/---
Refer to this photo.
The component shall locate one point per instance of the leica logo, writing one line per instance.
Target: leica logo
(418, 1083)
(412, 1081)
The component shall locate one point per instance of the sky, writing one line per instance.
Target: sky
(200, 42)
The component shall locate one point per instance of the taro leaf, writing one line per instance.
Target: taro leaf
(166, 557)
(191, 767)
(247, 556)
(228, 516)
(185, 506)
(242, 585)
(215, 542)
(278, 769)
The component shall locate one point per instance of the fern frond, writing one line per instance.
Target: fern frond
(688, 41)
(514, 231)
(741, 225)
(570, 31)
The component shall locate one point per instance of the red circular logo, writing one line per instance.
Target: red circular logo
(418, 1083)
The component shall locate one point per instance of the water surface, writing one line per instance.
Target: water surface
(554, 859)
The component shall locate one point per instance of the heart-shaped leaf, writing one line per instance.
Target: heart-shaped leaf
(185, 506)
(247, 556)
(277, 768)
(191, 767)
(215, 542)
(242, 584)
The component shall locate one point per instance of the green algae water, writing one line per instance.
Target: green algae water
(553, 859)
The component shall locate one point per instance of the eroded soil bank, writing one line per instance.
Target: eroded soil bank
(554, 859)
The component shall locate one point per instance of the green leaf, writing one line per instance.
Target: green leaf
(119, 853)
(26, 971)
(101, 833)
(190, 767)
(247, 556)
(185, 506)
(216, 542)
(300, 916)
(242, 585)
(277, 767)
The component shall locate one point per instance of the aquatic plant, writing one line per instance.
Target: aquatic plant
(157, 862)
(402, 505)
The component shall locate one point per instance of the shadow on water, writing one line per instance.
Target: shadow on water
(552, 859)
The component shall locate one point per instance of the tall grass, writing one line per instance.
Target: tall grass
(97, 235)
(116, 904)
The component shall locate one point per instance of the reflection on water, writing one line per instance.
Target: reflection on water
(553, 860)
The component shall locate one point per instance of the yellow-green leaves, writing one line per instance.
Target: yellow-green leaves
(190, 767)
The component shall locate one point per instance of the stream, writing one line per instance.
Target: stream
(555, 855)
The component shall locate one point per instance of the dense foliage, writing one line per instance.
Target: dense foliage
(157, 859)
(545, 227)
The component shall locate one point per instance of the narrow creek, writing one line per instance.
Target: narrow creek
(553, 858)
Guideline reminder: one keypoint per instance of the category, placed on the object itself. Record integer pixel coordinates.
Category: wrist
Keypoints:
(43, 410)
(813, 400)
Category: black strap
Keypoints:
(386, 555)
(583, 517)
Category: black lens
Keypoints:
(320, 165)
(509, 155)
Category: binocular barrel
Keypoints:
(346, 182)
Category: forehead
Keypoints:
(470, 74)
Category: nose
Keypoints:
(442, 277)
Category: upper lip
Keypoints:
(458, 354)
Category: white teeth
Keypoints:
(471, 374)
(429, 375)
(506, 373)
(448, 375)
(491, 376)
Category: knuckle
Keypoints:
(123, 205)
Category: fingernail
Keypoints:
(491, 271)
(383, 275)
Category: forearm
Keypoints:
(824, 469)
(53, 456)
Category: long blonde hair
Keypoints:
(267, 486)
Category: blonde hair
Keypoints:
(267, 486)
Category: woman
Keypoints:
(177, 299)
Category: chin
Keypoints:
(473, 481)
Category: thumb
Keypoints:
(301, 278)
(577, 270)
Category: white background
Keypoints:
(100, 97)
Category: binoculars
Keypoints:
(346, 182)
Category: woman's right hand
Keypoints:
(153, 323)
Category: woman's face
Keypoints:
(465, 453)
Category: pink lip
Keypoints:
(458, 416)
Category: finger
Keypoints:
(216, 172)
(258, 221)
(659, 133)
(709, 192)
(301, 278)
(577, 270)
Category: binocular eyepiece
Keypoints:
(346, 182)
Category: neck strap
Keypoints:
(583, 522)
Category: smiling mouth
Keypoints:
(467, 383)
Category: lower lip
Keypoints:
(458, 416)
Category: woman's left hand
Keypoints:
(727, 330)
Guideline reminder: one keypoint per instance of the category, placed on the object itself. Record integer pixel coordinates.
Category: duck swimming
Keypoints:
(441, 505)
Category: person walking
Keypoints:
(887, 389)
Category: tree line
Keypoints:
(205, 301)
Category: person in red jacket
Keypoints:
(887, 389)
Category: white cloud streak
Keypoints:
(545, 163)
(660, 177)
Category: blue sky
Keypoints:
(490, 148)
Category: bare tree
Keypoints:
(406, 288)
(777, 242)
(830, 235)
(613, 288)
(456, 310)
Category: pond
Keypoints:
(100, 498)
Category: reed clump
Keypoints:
\---
WHAT TO WORK ON. Make an exact copy of the listing, including every line.

SOLVED PROBLEM.
Refer to this photo.
The component shall locate one point per instance of the leica logo, writing one line per instance.
Target: leica logo
(418, 1083)
(412, 1081)
The component shall locate one point per instance of the sky, writing one line per instance.
Target: sky
(200, 42)
The component shall locate one point per instance of the taro leaf, writing one line per instance.
Target: taro leaf
(166, 557)
(191, 767)
(247, 556)
(228, 516)
(185, 506)
(242, 585)
(215, 542)
(278, 769)
The component shall locate one point per instance of the fern frond, writing one line per instance.
Target: fern frond
(688, 41)
(514, 231)
(741, 225)
(570, 31)
The component shall locate one point per instance of the red circular logo, writing one line per instance.
Target: red circular logo
(418, 1083)
The component shall locate one point per instance of the water surface, writing one line per instance.
Target: water surface
(554, 859)
The component shall locate one point per instance of the heart-shaped leaf, writing one line per instance.
Target: heart-shaped leaf
(185, 506)
(247, 556)
(277, 768)
(191, 767)
(215, 542)
(242, 584)
The component shall locate one point per instance of the green algae water, writing one line per instance.
Target: green algae water
(553, 859)
The component shall locate one point per instance of the eroded soil bank, writing one line per instance.
Target: eroded soil bank
(554, 859)
The component shall locate one point per instance of the green leaf, writing one line per instance.
Target: green leaf
(119, 853)
(26, 971)
(101, 833)
(190, 767)
(247, 556)
(185, 506)
(216, 542)
(300, 916)
(242, 585)
(277, 767)
The component shall locate one point per instance of the aquatic plant, writing one line per instance.
Target: aquatic plant
(157, 862)
(402, 505)
The component shall locate one point per instance of the shadow on water, writing one line per instance.
Target: shadow on water
(552, 859)
The component shall locate one point per instance of the tall grass, writing one line per instance.
Target: tall grass
(97, 235)
(116, 904)
The component shall locate one point per instance of the reflection on water, writing one line per instance.
Target: reflection on water
(553, 860)
The component shall locate one point per instance of the yellow-green leaves, writing one line per instance.
Target: yellow-green leaves
(190, 767)
The component shall locate one point per instance of the stream, writing one line per instance.
Target: stream
(555, 855)
The component shall locate one point per instance of the dense foliage, writing one line per instance.
Target: dense foliage
(157, 859)
(545, 227)
The component shall locate one point per instance of the narrow creek, writing one line per instance.
Target: narrow creek
(553, 858)
Guideline reminder: one keypoint per instance of the category, placed on the object itself. Record integer pixel coordinates.
Category: wrist
Keypoints:
(43, 410)
(813, 400)
Category: black strap
Keypoints:
(386, 555)
(583, 517)
Category: black lens
Keypoints:
(320, 165)
(509, 155)
Category: binocular barrel
Keypoints:
(346, 182)
Category: forehead
Keypoints:
(470, 74)
Category: nose
Keypoints:
(442, 277)
Category: upper lip
Keypoints:
(458, 354)
Category: white teeth
Keypoints:
(471, 374)
(429, 375)
(506, 373)
(448, 375)
(491, 376)
Category: knuckle
Keypoints:
(123, 205)
Category: fingernail
Keypoints:
(491, 271)
(383, 275)
Category: forearm
Keypoints:
(824, 469)
(53, 456)
Category: long blonde hair
Keypoints:
(267, 486)
Category: blonde hair
Keypoints:
(267, 486)
Category: woman
Keypoints:
(177, 299)
Category: chin
Keypoints:
(473, 481)
Category: thumb
Keypoints:
(301, 278)
(577, 270)
Category: white background
Keypoints:
(100, 97)
Category: binoculars
Keypoints:
(346, 182)
Category: woman's right hand
Keypoints:
(153, 323)
Category: woman's face
Keypoints:
(465, 453)
Category: pink lip
Keypoints:
(458, 416)
Category: finger
Keypoints:
(216, 172)
(258, 221)
(659, 133)
(709, 192)
(301, 278)
(577, 270)
Category: binocular eyepiece
Keypoints:
(346, 182)
Category: neck strap
Keypoints:
(583, 522)
Category: smiling mouth
Keypoints:
(467, 383)
Category: lower lip
Keypoints:
(458, 416)
Category: woman's left hand
Keypoints:
(727, 330)
Guideline reminder: one keypoint per instance of the category, placed on the object itself. Record integer pixel coordinates.
Category: duck swimming
Keypoints:
(441, 505)
Category: person walking
Keypoints:
(887, 389)
Category: tree line
Keypoints:
(205, 301)
Category: person in red jacket
Keypoints:
(887, 389)
Category: white cloud streak
Keypoints:
(545, 163)
(660, 177)
Category: blue sky
Keypoints:
(490, 148)
Category: bare tree
Keypoints:
(406, 288)
(777, 242)
(830, 235)
(613, 288)
(456, 310)
Category: pond
Keypoints:
(100, 498)
Category: reed clump
Keypoints:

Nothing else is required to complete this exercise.